On Sun, 11 Aug 2019 at 16:42, Russell King - ARM Linux admin
<linux@armlinux.org.uk> wrote:
>
> Hi Fabio,
>
> When I woke up this morning, I found that one of the Hummingboards
> had gone offline (as in, lost network link) during the night.
> Investigating, I find that the system had gone into OOM, and at
> that time, triggered an unrelated:
>
> [4111697.698776] fec 2188000.ethernet eth0: MDIO read timeout
> [4111697.712996] MII_DATA: 0x6006796d
> [4111697.729415] MII_SPEED: 0x0000001a
> [4111697.745232] IEVENT: 0x00000000
> [4111697.745242] IMASK: 0x0a8000aa
> [4111698.002233] Atheros 8035 ethernet 2188000.ethernet-1:00: PHY state change RUNNING -> HALTED
> [4111698.009882] fec 2188000.ethernet eth0: Link is Down
>
> This is on a dual-core iMX6.

*Items listed in a dataset*:

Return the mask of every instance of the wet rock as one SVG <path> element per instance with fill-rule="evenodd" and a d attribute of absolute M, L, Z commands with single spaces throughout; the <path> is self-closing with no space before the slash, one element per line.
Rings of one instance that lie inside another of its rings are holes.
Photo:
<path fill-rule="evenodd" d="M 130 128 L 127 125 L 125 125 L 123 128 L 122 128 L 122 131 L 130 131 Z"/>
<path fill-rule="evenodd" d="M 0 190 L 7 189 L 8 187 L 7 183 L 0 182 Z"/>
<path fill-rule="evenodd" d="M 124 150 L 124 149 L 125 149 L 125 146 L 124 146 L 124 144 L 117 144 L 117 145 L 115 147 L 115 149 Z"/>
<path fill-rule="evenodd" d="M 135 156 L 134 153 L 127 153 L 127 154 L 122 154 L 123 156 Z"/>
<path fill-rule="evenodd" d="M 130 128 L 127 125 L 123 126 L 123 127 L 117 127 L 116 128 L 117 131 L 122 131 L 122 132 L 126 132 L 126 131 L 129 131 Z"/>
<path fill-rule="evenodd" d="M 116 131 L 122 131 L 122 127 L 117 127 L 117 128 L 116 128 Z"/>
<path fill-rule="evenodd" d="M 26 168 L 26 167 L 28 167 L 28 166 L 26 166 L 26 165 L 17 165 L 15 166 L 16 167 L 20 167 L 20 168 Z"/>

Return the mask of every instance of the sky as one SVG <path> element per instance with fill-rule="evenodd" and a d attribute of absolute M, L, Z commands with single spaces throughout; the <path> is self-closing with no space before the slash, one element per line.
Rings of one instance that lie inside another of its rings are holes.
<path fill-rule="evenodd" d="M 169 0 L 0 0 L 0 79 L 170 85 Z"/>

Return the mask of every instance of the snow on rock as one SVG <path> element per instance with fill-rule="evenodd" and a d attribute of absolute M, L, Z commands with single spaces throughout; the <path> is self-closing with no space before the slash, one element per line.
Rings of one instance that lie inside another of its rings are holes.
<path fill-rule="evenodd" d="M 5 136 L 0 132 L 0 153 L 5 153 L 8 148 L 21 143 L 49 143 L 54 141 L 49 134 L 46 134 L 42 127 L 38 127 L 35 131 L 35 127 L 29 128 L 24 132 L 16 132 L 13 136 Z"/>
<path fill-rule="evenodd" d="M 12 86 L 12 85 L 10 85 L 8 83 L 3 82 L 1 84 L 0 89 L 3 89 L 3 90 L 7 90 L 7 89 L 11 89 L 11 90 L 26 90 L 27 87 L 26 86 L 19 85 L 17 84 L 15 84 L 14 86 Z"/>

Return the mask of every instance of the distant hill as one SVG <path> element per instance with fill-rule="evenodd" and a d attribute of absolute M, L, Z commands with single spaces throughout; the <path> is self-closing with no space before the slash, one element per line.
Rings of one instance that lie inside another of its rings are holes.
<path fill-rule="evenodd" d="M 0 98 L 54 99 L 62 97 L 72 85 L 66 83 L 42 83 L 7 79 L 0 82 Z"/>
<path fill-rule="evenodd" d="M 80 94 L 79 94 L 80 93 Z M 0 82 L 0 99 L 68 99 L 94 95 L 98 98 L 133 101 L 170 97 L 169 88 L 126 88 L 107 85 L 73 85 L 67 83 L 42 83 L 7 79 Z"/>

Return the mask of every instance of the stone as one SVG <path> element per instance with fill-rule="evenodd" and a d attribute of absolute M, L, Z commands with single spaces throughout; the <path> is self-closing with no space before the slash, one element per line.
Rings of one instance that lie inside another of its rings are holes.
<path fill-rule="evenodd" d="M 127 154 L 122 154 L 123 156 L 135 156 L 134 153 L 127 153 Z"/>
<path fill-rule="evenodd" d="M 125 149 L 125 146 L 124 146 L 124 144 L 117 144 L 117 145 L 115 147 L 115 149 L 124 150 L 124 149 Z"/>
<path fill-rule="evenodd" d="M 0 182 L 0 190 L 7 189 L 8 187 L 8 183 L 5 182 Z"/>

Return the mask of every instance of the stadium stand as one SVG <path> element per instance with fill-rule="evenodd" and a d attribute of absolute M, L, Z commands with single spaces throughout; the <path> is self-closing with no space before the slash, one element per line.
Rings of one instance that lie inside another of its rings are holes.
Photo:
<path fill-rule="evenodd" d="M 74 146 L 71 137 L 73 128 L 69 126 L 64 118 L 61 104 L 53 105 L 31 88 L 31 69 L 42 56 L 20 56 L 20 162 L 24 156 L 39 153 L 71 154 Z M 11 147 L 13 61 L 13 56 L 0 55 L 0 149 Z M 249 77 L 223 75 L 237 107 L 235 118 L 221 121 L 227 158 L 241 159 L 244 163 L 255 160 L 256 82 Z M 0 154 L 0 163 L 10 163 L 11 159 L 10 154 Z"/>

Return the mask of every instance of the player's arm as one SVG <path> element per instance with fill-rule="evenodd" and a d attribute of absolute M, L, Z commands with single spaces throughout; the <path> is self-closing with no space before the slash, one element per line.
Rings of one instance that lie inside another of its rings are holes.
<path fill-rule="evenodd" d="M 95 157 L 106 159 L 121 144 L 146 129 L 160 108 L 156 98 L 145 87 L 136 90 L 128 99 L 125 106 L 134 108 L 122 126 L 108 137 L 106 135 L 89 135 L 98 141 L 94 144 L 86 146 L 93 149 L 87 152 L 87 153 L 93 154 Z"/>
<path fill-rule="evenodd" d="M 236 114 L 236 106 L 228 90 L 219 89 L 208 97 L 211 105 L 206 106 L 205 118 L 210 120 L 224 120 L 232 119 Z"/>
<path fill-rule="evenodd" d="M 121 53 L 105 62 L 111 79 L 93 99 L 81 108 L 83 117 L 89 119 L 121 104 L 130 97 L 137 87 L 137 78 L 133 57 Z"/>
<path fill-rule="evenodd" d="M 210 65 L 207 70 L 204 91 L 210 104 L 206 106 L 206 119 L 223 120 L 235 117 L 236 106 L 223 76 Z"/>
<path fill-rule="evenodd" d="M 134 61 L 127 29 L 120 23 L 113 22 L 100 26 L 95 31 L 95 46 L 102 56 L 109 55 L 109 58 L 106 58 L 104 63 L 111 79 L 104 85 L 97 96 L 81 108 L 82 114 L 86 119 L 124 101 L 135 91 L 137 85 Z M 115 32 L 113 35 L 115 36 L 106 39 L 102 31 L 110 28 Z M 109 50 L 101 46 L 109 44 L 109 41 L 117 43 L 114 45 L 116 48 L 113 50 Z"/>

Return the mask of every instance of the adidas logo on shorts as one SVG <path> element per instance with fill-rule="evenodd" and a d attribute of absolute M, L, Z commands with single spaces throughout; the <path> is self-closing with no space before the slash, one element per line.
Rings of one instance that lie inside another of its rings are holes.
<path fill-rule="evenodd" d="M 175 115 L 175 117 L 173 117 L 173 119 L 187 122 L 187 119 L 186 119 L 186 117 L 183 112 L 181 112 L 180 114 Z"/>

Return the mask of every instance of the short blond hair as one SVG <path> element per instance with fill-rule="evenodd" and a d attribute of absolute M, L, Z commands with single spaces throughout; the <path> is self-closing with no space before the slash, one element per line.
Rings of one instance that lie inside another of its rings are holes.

*PROMPT*: Transcribe the part of the Hummingboard message above that starts with the words "On Sun, 11 Aug" and ends after "during the night.".

*EXERCISE RESPONSE*:
On Sun, 11 Aug 2019 at 16:42, Russell King - ARM Linux admin
<linux@armlinux.org.uk> wrote:
>
> Hi Fabio,
>
> When I woke up this morning, I found that one of the Hummingboards
> had gone offline (as in, lost network link) during the night.